● **Excerpted passage**:
Content starts

I sat yesterday at my desk in the back of the House chamber while a number of my colleagues paid tribute to Sen. Clem Pinckney.
Some were elected to the House at the same time he was in 1997. Others were members who had come to know him after he was elected to the Senate or who served with him on the Charleston Delegation.
All spoke of his dignity and integrity, his booming voice and kind words, and his love and dedication to the people that he represented.
Today, his casket will lie in the Statehouse for public viewing and Friday his funeral will be held at the TD Arena at the College of Charleston.
As the character of this good man was described, though one of his colleagues joked that he did not walk on water and would not want to be canonized, the words and actions of his colleagues were decorous.
Decorum and good manners have long been ascribed as positive characteristics of Southern society and can be found still in the simplest “yes sir or no mam” that a child says to his elders. These two virtues were evident in the House chamber all through yesterday – not just during the prayers and words given for the victims of the Emanuel AME Church murders – but during the time of normal House business and even extended to the final budget approval vote.

Content ends

● **Record set**:
Content starts

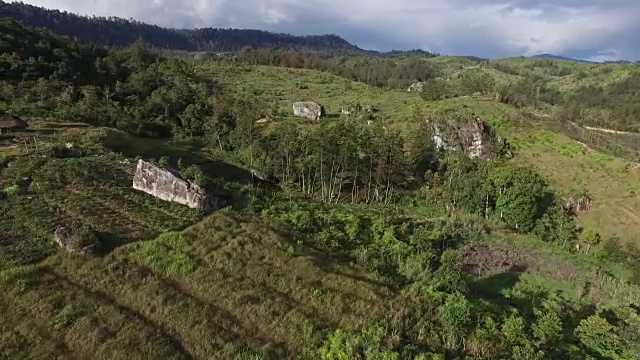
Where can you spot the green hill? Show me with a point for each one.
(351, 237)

Content ends
Content starts

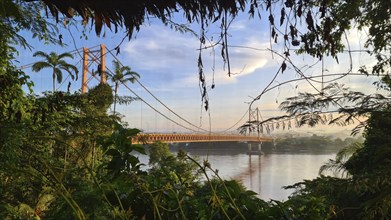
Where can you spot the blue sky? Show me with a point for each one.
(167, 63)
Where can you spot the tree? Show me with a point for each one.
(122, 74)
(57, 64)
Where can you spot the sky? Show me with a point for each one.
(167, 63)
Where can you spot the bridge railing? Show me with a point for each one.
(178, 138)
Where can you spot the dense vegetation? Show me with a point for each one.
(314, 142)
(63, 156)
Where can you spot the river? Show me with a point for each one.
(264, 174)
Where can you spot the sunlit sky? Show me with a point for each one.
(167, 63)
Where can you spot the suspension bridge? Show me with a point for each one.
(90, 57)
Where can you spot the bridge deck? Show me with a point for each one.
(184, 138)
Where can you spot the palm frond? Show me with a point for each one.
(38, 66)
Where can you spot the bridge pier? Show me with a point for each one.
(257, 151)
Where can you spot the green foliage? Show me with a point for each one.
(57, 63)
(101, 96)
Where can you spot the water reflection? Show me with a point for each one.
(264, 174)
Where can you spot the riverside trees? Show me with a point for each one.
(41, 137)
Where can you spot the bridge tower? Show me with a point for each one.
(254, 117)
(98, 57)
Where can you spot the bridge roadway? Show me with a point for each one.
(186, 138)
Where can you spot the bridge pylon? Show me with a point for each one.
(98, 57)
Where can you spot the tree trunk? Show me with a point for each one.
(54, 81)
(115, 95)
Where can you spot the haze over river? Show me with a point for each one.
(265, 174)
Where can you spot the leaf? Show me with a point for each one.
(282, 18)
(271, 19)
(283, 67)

Content ends
Content starts

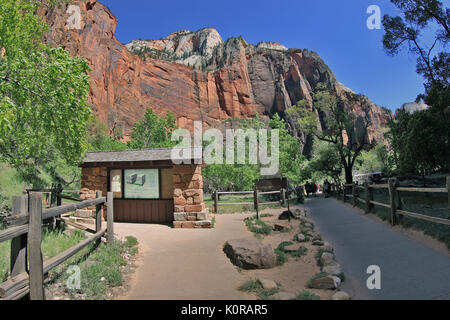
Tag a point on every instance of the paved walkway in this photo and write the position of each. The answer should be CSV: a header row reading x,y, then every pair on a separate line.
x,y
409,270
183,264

Content ends

● **Task set**:
• A. Answer these questions from the passage on Sen. Clem Pinckney:
(i) In what year was Pinckney elected to the House?
(ii) Where will his funeral be held on Friday?
(iii) To which vote did the decorum in the House chamber extend?
• B. Continue the passage on Sen. Clem Pinckney from the point where it stops.

● **Answers to the problems**:
• A.
(i) 1997
(ii) At the TD Arena at the College of Charleston
(iii) The final budget approval vote

• B.
Decorum was also very evident in the vote to add a debate about the Confederate Flag to our post-session House calendar. The good manners of all those present in the chamber reflected the seriousness of the tragedy that happened in Charleston and the coming difficult debate about the flag.
Our well-mannered habit of being did not happen by accident. It requires a long exposure to God’s grace that only comes from difficult circumstances and if nothing else, our history in the South is a history of difficult circumstance.
We face yet another difficult circumstance. The coming debate will not just be about the proper display of the Confederate Flag. Social media and the hyper-revolutionary rhetoric fueled by it will not allow that.
These post-modern furies demand a politically correct cultural cleansing. They are the same old group of outside political leftists who have hated the South for decades. They see the flag debate as an opportunity to call into question the integrity and legitimacy of the political South whose history traces back to the founding of the country and carries with it the original DNA of conservatism.
Their lack of decorum, starting almost immediately after the murders in Charleston, showed tremendous disrespect for the victims and their families. They continue to run roughshod over anyone who dares challenge their political agenda.
Many conservative members of the House are appalled at their lack of manners. We have not answered as we believe that now is not the time to discuss such matters as we grieve with Charleston.